= Do this =
Count the lines of the data below that contain the string "stem". Reply with that number alone.

= Data excerpts =
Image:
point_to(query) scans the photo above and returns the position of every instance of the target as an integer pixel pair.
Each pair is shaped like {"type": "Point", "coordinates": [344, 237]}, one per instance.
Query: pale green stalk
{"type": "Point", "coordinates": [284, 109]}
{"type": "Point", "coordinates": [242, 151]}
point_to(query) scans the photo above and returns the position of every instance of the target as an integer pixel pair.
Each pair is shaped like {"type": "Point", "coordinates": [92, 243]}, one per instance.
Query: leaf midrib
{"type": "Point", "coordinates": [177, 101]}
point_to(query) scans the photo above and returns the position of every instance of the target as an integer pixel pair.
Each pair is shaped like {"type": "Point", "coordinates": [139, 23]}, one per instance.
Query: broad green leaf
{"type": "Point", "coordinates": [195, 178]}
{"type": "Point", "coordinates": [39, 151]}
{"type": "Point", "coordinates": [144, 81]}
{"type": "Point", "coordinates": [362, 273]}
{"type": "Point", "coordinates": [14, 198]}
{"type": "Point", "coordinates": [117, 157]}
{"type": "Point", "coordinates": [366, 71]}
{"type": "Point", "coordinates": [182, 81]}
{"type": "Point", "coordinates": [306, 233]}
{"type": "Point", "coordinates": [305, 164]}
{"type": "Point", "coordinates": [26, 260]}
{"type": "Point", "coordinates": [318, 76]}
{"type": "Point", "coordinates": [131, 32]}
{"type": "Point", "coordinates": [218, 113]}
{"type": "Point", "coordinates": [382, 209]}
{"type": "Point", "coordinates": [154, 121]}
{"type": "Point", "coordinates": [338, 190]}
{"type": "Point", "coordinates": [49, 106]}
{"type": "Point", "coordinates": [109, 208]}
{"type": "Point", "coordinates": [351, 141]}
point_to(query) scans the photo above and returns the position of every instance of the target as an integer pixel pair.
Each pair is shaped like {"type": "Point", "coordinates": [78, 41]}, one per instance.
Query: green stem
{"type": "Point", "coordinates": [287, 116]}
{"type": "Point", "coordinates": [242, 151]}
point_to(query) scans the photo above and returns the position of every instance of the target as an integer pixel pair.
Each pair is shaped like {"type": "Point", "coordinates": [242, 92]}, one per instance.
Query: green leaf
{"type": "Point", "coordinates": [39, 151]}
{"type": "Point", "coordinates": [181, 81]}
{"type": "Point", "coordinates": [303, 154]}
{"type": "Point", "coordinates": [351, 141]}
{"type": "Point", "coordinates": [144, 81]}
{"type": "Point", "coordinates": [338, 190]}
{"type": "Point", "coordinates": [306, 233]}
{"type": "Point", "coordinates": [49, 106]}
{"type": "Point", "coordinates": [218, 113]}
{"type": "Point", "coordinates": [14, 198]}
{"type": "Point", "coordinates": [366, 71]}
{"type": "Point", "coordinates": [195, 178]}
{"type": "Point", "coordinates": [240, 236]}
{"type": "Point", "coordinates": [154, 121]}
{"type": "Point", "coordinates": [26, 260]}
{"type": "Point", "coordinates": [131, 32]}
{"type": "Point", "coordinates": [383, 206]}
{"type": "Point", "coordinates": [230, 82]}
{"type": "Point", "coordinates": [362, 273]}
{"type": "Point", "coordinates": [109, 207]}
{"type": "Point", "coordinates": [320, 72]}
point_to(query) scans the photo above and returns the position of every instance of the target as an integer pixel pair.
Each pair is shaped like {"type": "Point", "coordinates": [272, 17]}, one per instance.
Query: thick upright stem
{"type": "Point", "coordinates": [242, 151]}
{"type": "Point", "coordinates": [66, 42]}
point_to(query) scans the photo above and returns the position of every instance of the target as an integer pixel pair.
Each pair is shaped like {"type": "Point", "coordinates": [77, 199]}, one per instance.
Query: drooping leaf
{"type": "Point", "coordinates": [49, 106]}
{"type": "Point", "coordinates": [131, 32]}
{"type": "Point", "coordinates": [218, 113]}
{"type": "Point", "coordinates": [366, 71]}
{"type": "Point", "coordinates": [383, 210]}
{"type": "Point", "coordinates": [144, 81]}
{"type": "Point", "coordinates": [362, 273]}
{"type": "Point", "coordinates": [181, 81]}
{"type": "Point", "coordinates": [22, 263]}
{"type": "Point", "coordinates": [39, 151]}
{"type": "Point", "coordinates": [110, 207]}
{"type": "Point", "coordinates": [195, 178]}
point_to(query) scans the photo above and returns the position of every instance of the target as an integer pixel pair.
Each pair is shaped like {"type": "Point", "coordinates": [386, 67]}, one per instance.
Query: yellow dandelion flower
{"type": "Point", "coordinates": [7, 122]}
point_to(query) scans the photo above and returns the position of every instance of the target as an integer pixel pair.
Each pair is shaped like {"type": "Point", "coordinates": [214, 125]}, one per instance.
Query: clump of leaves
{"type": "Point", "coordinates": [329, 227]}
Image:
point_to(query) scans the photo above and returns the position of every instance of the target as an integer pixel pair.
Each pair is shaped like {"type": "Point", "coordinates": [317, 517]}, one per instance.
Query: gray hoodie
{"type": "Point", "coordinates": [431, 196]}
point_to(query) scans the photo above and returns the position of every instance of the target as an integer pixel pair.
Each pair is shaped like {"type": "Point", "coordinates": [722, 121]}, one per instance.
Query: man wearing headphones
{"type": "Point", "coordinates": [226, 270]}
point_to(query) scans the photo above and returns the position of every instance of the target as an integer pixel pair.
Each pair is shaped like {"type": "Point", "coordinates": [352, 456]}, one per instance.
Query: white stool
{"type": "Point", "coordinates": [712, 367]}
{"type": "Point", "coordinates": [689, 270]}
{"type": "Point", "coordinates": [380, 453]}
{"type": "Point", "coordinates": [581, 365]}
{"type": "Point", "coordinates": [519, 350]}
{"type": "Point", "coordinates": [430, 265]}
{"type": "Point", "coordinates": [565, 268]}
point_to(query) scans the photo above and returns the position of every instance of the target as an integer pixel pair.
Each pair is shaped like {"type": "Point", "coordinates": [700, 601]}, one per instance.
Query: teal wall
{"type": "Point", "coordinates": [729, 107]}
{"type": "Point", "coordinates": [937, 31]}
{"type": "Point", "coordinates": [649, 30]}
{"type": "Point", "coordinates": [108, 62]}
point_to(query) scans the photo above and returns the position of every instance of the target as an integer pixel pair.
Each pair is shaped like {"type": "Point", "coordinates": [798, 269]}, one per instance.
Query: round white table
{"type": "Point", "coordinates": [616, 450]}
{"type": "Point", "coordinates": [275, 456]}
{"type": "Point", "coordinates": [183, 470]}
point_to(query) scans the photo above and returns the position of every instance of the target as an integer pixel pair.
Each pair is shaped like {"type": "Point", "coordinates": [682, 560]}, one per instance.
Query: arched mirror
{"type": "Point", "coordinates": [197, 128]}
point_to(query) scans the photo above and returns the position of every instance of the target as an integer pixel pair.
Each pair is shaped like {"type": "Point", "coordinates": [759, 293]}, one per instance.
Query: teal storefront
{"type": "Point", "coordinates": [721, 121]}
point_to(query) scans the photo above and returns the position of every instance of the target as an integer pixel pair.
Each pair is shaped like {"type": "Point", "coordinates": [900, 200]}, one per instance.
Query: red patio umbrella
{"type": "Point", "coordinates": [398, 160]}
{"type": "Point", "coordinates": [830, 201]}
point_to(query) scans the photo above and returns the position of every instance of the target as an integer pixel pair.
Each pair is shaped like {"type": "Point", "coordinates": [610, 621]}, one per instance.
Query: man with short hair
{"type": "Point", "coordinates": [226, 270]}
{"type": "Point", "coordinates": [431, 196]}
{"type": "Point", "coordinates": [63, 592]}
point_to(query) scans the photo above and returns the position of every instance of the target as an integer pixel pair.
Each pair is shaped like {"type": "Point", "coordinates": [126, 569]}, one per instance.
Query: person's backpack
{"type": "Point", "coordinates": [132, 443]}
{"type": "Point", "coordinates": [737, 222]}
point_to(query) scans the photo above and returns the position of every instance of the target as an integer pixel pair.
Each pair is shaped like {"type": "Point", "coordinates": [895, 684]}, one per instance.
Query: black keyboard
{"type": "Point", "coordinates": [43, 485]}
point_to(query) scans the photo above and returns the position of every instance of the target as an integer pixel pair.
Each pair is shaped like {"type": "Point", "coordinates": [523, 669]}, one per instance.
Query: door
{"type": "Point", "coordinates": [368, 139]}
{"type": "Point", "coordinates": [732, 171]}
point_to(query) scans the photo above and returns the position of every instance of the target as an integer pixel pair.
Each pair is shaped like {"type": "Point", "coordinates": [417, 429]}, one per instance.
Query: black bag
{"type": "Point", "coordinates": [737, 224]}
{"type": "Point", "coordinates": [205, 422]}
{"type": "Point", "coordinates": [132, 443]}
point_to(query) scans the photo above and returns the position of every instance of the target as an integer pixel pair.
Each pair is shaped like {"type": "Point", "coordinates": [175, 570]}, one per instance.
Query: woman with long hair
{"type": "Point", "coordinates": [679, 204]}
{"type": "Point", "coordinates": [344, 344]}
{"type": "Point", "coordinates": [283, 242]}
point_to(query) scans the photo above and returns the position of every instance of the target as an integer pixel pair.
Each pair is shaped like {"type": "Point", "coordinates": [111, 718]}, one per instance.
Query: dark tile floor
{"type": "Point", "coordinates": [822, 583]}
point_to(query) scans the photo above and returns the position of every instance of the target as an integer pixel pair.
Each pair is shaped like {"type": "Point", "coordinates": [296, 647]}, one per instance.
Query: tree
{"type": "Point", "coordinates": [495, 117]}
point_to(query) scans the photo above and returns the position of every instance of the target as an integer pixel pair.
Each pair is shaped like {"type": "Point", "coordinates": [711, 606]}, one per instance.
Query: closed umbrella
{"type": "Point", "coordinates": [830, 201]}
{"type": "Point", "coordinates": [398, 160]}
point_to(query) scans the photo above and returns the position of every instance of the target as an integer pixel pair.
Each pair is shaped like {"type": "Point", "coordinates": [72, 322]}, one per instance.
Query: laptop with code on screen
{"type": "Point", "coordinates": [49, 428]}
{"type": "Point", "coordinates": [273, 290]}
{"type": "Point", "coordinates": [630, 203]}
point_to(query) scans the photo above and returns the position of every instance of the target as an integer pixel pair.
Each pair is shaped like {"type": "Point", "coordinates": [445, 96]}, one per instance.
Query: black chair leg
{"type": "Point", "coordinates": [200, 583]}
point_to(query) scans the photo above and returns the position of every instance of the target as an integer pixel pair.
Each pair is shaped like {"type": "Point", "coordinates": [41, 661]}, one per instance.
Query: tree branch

= Answer to the exercise =
2